(Dataset entries)
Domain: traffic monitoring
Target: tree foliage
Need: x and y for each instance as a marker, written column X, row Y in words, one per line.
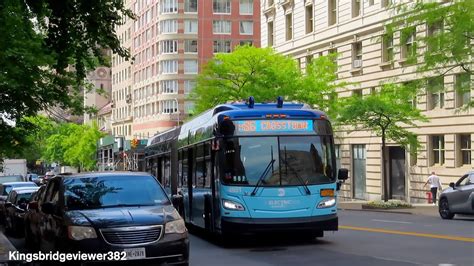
column 449, row 36
column 264, row 74
column 387, row 114
column 45, row 51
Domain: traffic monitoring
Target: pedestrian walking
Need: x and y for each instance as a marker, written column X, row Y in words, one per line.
column 435, row 185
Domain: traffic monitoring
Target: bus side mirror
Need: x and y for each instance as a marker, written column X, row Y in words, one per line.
column 343, row 174
column 452, row 185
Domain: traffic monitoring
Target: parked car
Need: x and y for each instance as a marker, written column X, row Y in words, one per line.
column 32, row 217
column 458, row 198
column 116, row 211
column 5, row 189
column 15, row 208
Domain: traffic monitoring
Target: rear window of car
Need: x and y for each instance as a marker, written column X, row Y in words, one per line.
column 113, row 191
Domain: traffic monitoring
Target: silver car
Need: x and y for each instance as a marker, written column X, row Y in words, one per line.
column 458, row 198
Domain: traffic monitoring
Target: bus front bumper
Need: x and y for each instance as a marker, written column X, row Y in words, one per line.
column 261, row 225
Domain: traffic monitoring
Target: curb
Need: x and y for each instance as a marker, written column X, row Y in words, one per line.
column 376, row 210
column 5, row 247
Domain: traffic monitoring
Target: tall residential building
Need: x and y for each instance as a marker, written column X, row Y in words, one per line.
column 99, row 95
column 353, row 28
column 170, row 41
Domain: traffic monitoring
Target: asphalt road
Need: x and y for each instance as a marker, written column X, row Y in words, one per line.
column 364, row 238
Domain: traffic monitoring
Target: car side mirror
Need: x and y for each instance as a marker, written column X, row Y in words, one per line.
column 343, row 174
column 33, row 205
column 47, row 208
column 176, row 200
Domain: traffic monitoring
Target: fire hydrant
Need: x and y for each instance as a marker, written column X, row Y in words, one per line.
column 430, row 197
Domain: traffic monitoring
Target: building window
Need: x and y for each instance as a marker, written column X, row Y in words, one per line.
column 246, row 42
column 463, row 89
column 309, row 19
column 246, row 27
column 169, row 106
column 387, row 48
column 332, row 12
column 189, row 85
column 190, row 67
column 464, row 151
column 337, row 149
column 357, row 93
column 190, row 6
column 169, row 6
column 169, row 47
column 357, row 55
column 222, row 46
column 190, row 26
column 190, row 46
column 434, row 31
column 270, row 33
column 436, row 92
column 221, row 27
column 169, row 66
column 289, row 26
column 246, row 7
column 437, row 150
column 188, row 107
column 409, row 44
column 169, row 86
column 356, row 6
column 221, row 6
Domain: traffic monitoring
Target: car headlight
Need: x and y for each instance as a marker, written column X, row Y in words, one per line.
column 327, row 203
column 175, row 227
column 81, row 232
column 231, row 205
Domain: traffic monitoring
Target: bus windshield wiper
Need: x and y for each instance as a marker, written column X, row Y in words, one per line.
column 260, row 179
column 303, row 182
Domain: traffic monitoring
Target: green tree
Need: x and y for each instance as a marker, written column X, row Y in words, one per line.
column 73, row 145
column 386, row 113
column 318, row 87
column 46, row 49
column 247, row 71
column 264, row 74
column 450, row 33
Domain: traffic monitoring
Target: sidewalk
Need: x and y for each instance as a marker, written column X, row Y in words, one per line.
column 418, row 209
column 5, row 247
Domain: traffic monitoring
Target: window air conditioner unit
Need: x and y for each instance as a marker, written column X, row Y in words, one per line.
column 357, row 63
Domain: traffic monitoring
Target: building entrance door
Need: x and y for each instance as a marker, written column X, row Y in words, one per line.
column 359, row 170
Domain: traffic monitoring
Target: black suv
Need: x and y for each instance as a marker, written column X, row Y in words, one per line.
column 114, row 211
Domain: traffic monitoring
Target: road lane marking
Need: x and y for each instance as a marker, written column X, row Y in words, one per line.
column 395, row 232
column 387, row 221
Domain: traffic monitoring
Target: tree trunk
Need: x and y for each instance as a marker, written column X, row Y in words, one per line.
column 384, row 172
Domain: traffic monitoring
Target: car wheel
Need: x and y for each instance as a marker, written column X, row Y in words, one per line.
column 444, row 211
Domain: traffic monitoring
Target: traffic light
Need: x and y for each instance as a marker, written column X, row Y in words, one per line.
column 134, row 143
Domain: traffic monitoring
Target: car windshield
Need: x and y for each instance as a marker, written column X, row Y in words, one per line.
column 291, row 160
column 23, row 198
column 9, row 188
column 113, row 191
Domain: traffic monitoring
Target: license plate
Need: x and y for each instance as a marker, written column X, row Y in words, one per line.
column 135, row 253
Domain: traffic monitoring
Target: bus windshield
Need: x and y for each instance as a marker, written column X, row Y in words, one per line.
column 291, row 160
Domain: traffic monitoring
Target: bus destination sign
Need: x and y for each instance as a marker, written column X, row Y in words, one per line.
column 269, row 126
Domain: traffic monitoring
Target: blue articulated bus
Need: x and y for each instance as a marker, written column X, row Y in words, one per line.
column 250, row 168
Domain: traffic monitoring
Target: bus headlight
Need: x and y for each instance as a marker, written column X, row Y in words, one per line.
column 231, row 205
column 327, row 203
column 175, row 227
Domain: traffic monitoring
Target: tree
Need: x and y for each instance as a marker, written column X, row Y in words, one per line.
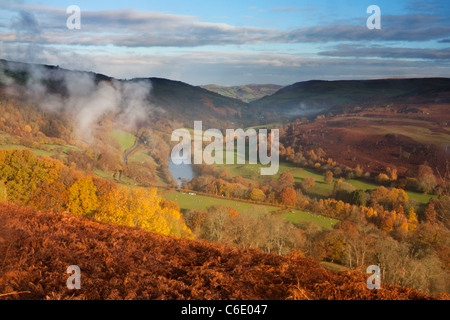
column 328, row 178
column 288, row 196
column 82, row 197
column 257, row 195
column 308, row 183
column 426, row 179
column 3, row 191
column 287, row 179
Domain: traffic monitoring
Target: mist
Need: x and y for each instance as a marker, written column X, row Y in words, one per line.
column 82, row 96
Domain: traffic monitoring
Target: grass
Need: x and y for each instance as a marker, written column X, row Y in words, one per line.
column 332, row 266
column 298, row 217
column 320, row 190
column 141, row 155
column 199, row 202
column 125, row 139
column 187, row 202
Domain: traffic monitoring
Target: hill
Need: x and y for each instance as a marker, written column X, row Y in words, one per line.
column 398, row 135
column 168, row 99
column 313, row 97
column 246, row 93
column 128, row 263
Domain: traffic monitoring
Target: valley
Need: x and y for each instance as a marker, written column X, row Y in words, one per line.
column 363, row 173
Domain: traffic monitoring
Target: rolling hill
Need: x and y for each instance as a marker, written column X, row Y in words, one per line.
column 314, row 97
column 246, row 93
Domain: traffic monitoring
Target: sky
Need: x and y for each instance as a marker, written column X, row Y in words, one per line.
column 232, row 42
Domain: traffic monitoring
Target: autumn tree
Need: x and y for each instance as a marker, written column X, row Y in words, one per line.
column 308, row 183
column 52, row 196
column 288, row 196
column 23, row 173
column 328, row 178
column 82, row 197
column 426, row 179
column 3, row 191
column 286, row 179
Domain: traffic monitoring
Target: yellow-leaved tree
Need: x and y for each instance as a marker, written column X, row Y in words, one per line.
column 142, row 208
column 82, row 197
column 3, row 191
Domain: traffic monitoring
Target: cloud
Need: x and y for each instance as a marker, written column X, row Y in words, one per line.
column 387, row 52
column 83, row 96
column 132, row 28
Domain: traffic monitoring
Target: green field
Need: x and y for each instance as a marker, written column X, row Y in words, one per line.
column 298, row 217
column 125, row 139
column 320, row 190
column 199, row 202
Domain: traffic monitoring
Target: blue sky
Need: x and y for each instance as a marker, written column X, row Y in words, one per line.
column 232, row 42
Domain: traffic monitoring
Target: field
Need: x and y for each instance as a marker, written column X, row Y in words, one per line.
column 188, row 202
column 125, row 139
column 320, row 189
column 298, row 217
column 129, row 263
column 37, row 152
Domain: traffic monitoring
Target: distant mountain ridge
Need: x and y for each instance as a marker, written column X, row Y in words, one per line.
column 311, row 96
column 246, row 93
column 186, row 103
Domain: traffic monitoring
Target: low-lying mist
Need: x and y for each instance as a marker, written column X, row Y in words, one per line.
column 84, row 96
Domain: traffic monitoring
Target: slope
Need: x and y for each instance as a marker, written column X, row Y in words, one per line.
column 128, row 263
column 246, row 93
column 312, row 97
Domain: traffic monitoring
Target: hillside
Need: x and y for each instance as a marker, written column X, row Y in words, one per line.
column 313, row 97
column 164, row 98
column 128, row 263
column 246, row 93
column 403, row 135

PROBLEM:
Locate the lines above that contain "windshield" and copy them.

SOLUTION FOR THIS EXERCISE:
Target: bus windshield wiper
Target: car windshield
Target: bus windshield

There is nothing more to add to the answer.